▸ Data rows:

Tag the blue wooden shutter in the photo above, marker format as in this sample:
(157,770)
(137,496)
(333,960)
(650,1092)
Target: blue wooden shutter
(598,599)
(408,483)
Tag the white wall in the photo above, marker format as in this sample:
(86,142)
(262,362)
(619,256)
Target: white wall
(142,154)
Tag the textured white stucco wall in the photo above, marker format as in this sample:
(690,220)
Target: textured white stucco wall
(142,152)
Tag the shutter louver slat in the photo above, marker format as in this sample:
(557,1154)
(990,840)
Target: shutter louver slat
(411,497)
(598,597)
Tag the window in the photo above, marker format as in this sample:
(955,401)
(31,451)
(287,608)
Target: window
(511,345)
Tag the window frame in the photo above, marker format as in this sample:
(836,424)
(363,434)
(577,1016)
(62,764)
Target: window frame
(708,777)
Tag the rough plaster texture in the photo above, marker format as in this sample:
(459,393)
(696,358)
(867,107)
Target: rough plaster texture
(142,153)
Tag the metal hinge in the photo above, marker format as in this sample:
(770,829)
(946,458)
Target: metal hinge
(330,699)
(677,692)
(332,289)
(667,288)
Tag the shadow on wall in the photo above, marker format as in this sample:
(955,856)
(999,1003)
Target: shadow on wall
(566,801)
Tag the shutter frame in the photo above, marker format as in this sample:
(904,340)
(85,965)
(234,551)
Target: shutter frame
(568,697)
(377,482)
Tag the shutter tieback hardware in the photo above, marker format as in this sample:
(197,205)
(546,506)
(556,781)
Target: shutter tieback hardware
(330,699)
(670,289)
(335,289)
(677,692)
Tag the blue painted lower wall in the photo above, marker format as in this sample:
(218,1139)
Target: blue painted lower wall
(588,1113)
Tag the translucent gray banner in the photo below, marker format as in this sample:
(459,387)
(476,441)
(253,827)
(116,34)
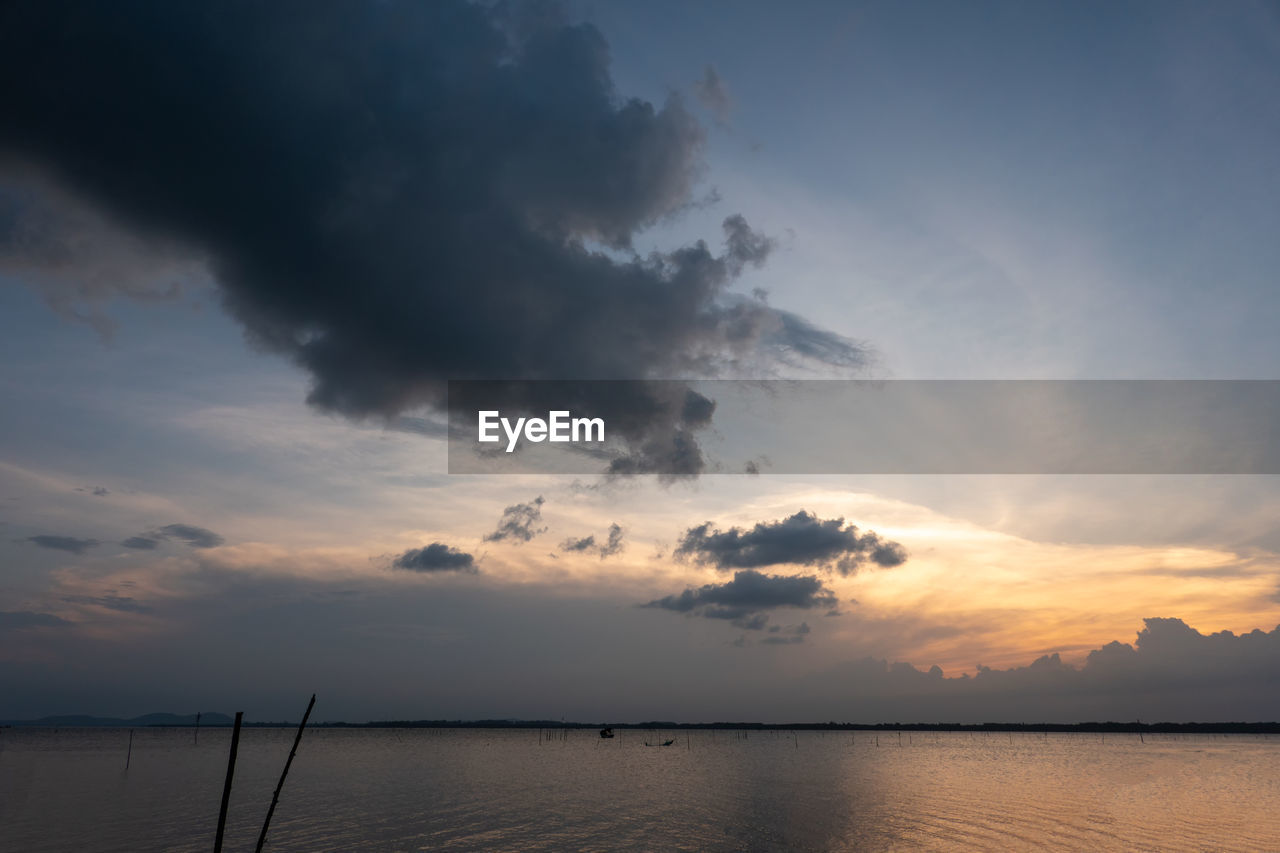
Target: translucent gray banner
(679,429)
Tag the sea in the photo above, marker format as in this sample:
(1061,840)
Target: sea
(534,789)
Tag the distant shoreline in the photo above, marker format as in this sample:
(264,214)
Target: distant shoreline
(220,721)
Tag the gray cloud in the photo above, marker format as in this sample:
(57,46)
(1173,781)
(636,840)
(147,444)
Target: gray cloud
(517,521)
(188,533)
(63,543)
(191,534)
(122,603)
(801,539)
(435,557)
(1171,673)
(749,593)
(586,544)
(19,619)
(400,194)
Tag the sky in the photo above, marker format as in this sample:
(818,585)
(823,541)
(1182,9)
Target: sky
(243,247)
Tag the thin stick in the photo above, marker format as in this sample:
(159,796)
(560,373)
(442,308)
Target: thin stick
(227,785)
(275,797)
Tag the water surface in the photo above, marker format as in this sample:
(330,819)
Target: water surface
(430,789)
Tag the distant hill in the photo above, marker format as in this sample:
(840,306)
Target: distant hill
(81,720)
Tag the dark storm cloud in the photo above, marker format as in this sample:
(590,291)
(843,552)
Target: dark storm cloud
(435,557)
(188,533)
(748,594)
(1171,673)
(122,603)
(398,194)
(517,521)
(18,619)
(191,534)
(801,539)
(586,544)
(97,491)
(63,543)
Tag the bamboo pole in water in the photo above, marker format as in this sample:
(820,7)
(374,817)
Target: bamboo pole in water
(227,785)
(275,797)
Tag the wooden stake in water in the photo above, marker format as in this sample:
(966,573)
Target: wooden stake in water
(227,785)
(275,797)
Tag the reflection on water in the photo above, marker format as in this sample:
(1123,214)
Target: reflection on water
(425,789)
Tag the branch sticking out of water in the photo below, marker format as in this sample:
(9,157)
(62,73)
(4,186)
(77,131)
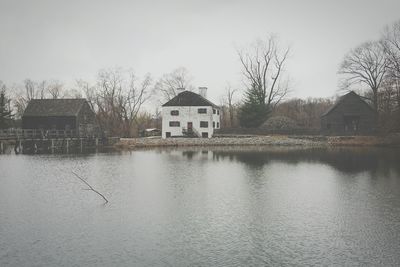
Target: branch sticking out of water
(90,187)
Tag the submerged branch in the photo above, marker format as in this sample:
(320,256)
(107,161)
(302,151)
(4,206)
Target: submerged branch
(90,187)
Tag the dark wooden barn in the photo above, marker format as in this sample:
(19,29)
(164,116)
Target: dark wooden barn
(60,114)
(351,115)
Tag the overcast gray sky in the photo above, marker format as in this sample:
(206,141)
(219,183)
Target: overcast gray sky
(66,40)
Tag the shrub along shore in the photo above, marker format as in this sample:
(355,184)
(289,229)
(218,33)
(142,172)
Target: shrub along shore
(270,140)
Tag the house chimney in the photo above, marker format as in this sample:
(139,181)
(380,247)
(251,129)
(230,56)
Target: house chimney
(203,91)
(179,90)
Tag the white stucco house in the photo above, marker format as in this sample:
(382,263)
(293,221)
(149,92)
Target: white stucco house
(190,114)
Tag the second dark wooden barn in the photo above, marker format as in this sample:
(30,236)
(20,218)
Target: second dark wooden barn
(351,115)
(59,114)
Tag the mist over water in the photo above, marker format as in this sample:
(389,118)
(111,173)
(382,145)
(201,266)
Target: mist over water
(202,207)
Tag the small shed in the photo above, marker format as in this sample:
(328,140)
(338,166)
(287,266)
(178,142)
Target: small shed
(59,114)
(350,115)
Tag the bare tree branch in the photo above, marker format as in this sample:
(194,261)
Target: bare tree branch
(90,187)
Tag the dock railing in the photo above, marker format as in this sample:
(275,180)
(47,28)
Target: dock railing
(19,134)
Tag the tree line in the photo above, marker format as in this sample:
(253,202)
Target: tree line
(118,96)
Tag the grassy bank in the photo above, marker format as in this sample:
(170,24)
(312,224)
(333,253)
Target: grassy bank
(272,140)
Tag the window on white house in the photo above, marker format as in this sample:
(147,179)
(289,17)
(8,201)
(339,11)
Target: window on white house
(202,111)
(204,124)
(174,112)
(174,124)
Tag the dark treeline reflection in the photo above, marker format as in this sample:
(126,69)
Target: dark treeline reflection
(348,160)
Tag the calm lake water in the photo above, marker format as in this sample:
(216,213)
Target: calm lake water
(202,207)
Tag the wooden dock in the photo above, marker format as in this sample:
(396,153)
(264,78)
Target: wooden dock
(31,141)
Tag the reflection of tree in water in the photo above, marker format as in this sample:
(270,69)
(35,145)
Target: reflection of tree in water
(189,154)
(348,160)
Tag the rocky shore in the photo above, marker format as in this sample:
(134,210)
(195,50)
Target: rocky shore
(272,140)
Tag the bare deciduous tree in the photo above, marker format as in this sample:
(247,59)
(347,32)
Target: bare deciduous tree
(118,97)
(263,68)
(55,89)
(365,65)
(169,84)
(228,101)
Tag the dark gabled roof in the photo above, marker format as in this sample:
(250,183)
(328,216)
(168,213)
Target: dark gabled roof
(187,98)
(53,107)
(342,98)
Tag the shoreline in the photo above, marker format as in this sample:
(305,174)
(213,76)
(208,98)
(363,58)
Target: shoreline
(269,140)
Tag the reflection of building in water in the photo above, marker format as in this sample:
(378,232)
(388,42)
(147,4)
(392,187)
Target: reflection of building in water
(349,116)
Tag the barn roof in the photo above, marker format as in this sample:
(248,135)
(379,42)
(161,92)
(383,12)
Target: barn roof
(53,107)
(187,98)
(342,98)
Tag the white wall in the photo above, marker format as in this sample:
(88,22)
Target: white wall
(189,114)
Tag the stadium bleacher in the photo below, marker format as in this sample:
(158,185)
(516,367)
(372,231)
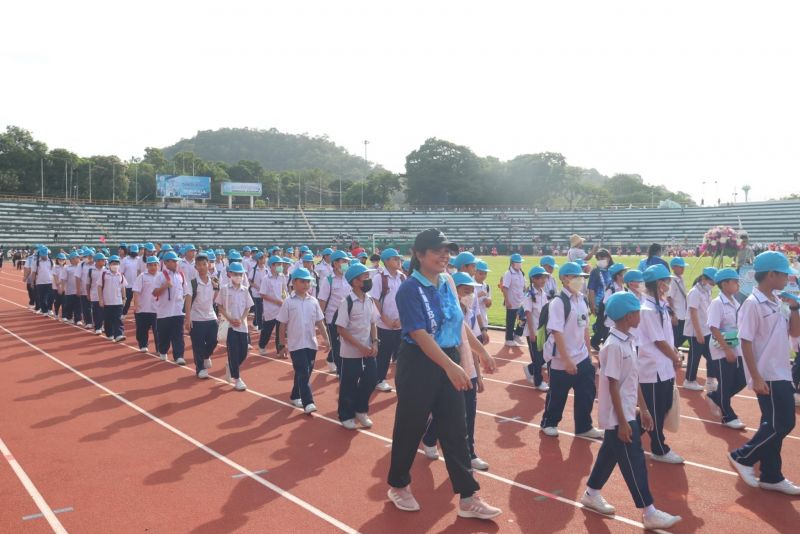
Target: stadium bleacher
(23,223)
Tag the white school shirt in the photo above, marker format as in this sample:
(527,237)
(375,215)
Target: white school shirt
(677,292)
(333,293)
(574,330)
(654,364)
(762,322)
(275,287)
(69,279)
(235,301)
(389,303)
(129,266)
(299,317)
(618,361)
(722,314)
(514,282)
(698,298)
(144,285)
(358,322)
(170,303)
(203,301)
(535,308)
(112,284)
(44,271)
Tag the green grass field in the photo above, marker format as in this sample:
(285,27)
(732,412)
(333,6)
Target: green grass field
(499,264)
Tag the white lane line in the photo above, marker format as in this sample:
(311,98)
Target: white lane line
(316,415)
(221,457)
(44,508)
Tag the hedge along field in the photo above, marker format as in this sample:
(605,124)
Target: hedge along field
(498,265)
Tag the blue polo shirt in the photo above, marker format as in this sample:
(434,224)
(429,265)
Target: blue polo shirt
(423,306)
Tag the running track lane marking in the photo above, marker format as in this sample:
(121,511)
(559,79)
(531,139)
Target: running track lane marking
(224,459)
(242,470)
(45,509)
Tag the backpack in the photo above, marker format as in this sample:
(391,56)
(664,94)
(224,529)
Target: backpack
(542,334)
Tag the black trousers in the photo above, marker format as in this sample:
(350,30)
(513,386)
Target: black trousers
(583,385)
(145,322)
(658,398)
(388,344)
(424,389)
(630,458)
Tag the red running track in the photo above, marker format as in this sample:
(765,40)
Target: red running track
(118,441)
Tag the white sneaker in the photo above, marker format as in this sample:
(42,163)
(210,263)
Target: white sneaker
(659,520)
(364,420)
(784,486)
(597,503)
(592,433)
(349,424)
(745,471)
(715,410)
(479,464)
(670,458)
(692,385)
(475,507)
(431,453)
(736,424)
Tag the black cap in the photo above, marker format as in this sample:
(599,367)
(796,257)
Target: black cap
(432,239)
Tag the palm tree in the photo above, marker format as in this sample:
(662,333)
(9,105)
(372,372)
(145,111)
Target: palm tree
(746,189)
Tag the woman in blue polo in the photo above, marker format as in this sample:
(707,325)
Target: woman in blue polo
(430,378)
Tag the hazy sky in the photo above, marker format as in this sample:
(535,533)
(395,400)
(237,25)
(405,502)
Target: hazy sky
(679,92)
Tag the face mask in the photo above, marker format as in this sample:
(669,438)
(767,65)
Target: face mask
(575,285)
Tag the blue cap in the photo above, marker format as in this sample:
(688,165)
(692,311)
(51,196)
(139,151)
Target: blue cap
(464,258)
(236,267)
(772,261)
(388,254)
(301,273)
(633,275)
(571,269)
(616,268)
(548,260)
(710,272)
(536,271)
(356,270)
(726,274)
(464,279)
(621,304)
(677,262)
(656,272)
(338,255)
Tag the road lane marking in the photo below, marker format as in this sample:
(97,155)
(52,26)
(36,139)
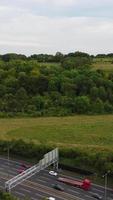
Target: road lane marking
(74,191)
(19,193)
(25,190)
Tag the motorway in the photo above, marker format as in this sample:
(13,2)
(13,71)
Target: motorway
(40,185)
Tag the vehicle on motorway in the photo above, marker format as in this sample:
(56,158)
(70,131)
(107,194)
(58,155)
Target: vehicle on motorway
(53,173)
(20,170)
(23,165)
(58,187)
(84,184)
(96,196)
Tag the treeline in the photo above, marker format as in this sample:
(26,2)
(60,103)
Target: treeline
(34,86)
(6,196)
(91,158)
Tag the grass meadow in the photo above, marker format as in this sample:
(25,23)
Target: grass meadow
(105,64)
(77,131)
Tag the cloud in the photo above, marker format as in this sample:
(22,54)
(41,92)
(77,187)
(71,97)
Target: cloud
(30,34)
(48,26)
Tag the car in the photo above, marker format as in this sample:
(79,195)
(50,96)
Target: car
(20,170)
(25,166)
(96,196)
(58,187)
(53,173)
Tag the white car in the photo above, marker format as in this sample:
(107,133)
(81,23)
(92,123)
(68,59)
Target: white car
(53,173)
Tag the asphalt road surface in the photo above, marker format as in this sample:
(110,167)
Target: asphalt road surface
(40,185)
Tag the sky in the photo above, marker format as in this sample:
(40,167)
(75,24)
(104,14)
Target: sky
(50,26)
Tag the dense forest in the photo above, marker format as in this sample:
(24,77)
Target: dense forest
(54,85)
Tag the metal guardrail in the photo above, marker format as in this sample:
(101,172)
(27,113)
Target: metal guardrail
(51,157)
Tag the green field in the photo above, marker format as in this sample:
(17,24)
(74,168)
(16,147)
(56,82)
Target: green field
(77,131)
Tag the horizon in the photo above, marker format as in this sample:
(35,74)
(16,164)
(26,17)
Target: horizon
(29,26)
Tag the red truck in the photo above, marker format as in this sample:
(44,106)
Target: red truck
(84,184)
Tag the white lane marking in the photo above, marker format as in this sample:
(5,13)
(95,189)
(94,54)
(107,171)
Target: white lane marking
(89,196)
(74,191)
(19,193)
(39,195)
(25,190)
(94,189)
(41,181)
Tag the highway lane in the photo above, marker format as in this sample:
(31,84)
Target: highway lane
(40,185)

▸ Task requirements: Repeat only the lines running from the line that contains "Tag the metal guardrail" through the last line above, inclusive.

▸ Result:
Tag the metal guardrail in the photo above, marker format as in this sample:
(101,172)
(27,113)
Target: metal guardrail
(51,157)
Tag the green field in the photo above, marker format as in this sample:
(17,24)
(74,168)
(16,147)
(56,82)
Target: green field
(77,131)
Tag the horizon in the photo above, marker format as in this sample:
(35,74)
(16,164)
(26,17)
Target: horizon
(29,26)
Tag the red truck in the photo above, marker format as in this sample:
(44,106)
Target: red truck
(84,184)
Tag the white lane marking in the photo above, marker format as in this sample:
(5,13)
(95,189)
(94,54)
(107,171)
Target: white lane marking
(89,196)
(74,191)
(19,193)
(39,195)
(25,190)
(94,189)
(41,181)
Tag the highway lane in the photo above, marker format as in this sample:
(31,84)
Target: highway lane
(40,185)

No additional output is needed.